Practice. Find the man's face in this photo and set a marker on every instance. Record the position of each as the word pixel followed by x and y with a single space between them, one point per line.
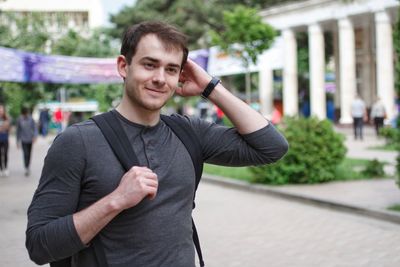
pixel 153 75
---
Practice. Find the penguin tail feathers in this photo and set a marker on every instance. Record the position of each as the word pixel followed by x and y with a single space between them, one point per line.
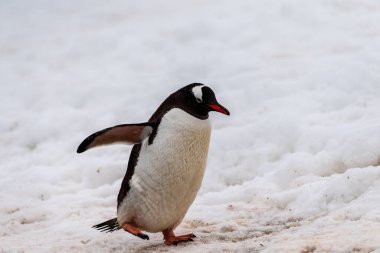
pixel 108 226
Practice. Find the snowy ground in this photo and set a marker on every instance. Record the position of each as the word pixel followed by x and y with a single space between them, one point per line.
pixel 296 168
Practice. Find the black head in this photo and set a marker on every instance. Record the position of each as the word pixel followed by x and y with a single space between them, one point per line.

**WHAT TO PRODUCE**
Render the records from the line that contains "Practice. Find the man's" through the line that contains "pixel 153 75" as a Markdown table with the columns Row and Line, one numbered row per line, skipping blank lines. Omit the pictures from the table.

**RESULT**
| Row | Line |
|---|---|
| 1 | Practice. Find the man's face in this photo and set a marker on every instance. Record the position of each as the word pixel followed by x and y with a single space between them, one point per line. |
| 2 | pixel 153 75 |